» REQUIRED ACTION:
In the listing below, count the lines that contain the string "seat", and state that number without further words.

» EXERCISE DATA:
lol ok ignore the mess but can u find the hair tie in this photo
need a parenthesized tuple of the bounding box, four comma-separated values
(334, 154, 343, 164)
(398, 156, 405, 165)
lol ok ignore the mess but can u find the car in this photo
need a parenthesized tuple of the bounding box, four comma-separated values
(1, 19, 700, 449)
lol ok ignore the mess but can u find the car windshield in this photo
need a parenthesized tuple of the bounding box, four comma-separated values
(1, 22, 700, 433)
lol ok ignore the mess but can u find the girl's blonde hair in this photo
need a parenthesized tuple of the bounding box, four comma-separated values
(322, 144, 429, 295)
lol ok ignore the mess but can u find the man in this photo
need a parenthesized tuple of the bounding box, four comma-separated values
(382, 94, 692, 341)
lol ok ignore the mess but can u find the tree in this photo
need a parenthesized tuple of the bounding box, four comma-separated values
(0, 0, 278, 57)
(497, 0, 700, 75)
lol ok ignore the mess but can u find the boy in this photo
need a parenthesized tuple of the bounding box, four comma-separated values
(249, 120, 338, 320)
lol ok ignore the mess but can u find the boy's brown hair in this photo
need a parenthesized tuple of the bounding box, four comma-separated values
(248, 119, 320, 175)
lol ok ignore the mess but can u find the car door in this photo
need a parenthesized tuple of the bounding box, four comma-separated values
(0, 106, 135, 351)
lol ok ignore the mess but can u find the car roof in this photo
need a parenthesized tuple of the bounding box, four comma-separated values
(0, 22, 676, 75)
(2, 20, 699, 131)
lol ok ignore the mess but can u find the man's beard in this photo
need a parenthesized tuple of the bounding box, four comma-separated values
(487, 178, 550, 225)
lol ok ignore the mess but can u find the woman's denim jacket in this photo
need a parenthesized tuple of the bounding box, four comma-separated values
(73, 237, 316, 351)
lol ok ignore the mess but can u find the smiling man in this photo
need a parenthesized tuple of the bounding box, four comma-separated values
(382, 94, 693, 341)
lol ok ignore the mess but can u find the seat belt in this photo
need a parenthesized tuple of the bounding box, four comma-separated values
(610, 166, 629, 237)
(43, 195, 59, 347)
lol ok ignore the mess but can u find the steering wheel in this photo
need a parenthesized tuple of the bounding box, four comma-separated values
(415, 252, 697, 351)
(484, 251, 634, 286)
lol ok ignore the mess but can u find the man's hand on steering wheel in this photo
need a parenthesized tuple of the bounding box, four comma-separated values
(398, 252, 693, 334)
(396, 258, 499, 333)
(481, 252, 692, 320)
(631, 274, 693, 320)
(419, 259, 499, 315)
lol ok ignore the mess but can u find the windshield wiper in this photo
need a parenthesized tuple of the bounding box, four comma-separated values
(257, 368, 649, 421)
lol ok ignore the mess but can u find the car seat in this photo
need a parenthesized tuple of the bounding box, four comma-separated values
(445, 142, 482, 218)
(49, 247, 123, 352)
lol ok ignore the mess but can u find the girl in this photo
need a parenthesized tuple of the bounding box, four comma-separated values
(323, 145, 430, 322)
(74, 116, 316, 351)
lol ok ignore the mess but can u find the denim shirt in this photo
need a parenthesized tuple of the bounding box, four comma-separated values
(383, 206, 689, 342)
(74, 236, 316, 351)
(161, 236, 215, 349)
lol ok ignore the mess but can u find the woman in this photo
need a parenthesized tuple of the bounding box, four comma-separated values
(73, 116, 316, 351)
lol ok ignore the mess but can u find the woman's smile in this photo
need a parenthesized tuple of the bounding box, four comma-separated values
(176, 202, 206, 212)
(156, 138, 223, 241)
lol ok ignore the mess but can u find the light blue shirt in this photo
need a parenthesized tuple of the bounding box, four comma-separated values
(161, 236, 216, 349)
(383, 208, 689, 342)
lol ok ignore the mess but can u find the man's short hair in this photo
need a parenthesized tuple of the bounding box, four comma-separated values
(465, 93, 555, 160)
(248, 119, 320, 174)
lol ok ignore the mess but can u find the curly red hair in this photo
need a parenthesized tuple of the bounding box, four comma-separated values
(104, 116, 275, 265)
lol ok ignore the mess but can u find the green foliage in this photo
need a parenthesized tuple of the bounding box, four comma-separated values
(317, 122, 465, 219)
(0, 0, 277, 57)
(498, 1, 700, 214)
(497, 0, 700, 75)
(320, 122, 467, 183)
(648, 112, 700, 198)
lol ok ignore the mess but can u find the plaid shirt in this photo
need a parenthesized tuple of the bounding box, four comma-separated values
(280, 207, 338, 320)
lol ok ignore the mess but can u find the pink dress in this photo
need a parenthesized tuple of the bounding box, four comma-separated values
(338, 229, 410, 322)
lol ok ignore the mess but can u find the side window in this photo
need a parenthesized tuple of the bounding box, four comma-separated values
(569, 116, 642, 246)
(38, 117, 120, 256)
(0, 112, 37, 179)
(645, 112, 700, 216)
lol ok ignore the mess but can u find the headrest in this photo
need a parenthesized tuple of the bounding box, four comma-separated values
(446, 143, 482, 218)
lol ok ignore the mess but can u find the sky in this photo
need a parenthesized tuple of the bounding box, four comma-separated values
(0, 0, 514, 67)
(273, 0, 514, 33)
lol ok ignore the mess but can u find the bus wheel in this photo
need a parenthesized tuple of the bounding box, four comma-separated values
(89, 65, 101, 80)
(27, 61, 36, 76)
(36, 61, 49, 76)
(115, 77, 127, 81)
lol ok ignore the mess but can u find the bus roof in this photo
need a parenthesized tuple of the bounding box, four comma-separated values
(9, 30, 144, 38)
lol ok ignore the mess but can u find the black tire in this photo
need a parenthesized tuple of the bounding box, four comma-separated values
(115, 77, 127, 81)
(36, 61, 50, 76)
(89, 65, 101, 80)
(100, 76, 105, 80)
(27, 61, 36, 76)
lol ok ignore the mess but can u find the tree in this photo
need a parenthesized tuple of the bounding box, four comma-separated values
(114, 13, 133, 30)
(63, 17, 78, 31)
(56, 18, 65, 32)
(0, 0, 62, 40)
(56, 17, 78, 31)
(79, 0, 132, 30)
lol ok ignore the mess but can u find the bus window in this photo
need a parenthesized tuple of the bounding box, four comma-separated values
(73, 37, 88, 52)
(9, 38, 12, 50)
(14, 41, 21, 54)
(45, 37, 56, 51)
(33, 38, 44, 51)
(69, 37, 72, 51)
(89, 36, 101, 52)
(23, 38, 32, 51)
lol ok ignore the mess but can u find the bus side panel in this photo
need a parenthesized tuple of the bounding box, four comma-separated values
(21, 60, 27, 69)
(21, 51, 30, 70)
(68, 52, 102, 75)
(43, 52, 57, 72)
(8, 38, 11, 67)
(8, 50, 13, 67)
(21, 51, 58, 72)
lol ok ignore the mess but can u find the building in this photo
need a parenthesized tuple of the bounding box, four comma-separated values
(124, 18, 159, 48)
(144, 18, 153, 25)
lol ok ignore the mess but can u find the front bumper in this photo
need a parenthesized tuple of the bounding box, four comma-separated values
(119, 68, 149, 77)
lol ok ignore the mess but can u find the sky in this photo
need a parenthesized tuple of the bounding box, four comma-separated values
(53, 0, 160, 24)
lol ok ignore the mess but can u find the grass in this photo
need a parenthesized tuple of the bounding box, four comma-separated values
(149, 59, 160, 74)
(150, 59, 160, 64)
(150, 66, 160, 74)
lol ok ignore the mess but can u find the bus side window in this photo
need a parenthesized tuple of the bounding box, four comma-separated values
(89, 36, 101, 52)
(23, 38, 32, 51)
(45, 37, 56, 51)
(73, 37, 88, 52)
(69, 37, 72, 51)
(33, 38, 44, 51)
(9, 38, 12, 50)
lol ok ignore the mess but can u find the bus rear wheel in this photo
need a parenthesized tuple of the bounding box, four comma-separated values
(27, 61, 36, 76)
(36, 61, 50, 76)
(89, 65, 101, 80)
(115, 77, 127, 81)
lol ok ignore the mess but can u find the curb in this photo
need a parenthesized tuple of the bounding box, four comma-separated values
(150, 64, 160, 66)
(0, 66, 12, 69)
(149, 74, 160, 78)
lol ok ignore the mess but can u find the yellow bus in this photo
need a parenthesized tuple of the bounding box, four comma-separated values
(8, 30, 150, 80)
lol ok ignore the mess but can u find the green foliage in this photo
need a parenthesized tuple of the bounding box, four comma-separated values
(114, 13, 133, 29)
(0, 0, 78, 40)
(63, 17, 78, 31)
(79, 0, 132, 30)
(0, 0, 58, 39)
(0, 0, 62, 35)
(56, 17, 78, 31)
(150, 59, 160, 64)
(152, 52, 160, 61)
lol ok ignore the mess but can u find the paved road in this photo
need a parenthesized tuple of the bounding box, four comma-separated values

» WORKED SOLUTION:
2